Trecho do texto:

# # # # #

O papa Francisco tem promovido encontros com jovens economistas de todo o mundo para que, juntos, possam clarear modelos de economia que rompam com o falso dogma da inevitabilidade do atual sistema econômico e mostrem ser possível organizar uma economia justa, baseada na partilha, no respeito aos direitos da natureza e aos bens comuns da humanidade. No Brasil, esse modelo alternativo de economia está sendo chamado “de Francisco e Clara”, em referência ao modo como São Francisco e Santa Clara de Assis intuíram e viveram a economia de sobriedade na comunhão com os mais pobres e de partilha comunitária.

Neste XXV domingo comum, o evangelho lido, Lucas 16, 1- 13 é um dos textos mais controvertidos do evangelho. Todos nós já escutamos padres e pastores tentando explicar que Jesus disse, mas não quis dizer. De fato, ouvir o evangelho dizer que o Senhor elogiou o administrador desonesto poderia justificar a corrupção social e política que parece estrutural e crônica em nossos países. Mesmo  se os comentários insistem que Jesus elogiou não a desonestidade do administrador  e sim a sabedoria ou capacidade que ele demonstrou ao saber sair bem da situação de risco em que se meteu, o fato é que a história contada por Jesus não parece parábola do reino de Deus, aliás, nessa história, Jesus não fala do reinado divino. Não compara o agir do gerente com o reinado divino.

O primeiro cuidado que devemos ter é não comparar Deus com o tal rico, proprietário de terras e senhor de escravos que, conforme o capítulo 16 de Lucas (basta ver a parábola seguinte que fala do rico e de Lázaro), o tal rico é o contrário de Deus: não ama e nem pensa em ninguém a não ser ele mesmo.

# # # # #

[Registros de anotação de detecção]
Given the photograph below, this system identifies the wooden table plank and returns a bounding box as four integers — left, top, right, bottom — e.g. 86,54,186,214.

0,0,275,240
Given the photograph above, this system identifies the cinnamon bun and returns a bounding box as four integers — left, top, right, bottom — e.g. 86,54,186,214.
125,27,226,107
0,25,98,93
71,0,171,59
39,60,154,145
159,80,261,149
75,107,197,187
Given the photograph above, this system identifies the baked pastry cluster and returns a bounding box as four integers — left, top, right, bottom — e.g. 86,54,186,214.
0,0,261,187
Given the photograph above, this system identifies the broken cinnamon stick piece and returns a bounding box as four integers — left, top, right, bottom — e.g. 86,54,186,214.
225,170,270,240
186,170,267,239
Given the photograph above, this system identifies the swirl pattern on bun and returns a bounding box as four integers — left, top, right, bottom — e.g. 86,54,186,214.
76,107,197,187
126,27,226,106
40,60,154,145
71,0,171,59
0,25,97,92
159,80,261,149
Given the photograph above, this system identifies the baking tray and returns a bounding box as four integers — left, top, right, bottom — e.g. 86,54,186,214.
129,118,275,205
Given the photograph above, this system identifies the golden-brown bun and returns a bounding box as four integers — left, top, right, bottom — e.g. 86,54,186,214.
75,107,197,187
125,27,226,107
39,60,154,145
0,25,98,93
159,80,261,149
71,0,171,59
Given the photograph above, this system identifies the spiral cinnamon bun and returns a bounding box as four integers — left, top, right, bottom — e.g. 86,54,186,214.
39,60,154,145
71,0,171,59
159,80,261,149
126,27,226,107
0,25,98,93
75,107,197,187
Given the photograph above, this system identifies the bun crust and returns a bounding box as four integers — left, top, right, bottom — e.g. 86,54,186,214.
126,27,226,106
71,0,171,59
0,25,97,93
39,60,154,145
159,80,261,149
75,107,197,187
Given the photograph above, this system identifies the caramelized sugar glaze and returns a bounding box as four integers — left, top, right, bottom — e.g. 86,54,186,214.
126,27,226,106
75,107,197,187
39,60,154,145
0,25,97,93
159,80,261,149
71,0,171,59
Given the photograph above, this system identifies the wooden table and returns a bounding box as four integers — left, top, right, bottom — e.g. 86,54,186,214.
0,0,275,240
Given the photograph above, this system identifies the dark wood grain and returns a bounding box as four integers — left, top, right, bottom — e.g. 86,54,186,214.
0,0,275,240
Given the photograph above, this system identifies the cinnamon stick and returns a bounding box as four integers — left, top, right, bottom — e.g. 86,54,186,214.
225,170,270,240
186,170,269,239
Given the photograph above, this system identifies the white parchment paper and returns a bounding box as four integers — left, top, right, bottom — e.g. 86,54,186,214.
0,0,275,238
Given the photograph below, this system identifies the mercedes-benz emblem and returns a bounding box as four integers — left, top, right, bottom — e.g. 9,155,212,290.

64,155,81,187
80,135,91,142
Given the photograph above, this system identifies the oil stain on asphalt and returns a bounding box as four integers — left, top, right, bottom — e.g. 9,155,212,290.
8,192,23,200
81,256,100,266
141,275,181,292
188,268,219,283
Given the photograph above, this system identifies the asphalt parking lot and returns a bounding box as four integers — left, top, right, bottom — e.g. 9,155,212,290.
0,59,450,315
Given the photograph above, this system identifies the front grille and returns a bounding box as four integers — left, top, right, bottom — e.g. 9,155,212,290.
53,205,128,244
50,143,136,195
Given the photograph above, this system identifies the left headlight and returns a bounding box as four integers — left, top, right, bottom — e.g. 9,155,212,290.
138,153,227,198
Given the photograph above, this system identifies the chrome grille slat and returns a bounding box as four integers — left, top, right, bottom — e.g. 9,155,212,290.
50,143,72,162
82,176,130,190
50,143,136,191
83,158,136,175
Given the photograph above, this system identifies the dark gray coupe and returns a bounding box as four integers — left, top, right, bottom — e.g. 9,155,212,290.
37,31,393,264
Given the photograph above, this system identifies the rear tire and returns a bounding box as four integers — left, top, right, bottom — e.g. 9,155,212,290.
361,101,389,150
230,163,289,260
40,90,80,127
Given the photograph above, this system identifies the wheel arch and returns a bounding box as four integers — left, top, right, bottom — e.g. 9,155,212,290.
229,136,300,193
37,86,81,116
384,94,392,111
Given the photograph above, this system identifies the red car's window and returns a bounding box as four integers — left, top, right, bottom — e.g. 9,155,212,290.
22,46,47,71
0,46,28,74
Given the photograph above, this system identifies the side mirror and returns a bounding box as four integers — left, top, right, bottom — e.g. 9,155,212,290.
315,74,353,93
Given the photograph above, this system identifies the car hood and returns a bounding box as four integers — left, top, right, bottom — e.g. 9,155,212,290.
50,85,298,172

# # # # #

Objetivo: Reproduza integralmente, sem mudar nada, o trecho acima sobre a economia de Francisco e o evangelho de Lucas.

Resposta escrita:
O papa Francisco tem promovido encontros com jovens economistas de todo o mundo para que, juntos, possam clarear modelos de economia que rompam com o falso dogma da inevitabilidade do atual sistema econômico e mostrem ser possível organizar uma economia justa, baseada na partilha, no respeito aos direitos da natureza e aos bens comuns da humanidade. No Brasil, esse modelo alternativo de economia está sendo chamado “de Francisco e Clara”, em referência ao modo como São Francisco e Santa Clara de Assis intuíram e viveram a economia de sobriedade na comunhão com os mais pobres e de partilha comunitária.

Neste XXV domingo comum, o evangelho lido, Lucas 16, 1- 13 é um dos textos mais controvertidos do evangelho. Todos nós já escutamos padres e pastores tentando explicar que Jesus disse, mas não quis dizer. De fato, ouvir o evangelho dizer que o Senhor elogiou o administrador desonesto poderia justificar a corrupção social e política que parece estrutural e crônica em nossos países. Mesmo  se os comentários insistem que Jesus elogiou não a desonestidade do administrador  e sim a sabedoria ou capacidade que ele demonstrou ao saber sair bem da situação de risco em que se meteu, o fato é que a história contada por Jesus não parece parábola do reino de Deus, aliás, nessa história, Jesus não fala do reinado divino. Não compara o agir do gerente com o reinado divino.

O primeiro cuidado que devemos ter é não comparar Deus com o tal rico, proprietário de terras e senhor de escravos que, conforme o capítulo 16 de Lucas (basta ver a parábola seguinte que fala do rico e de Lázaro), o tal rico é o contrário de Deus: não ama e nem pensa em ninguém a não ser ele mesmo.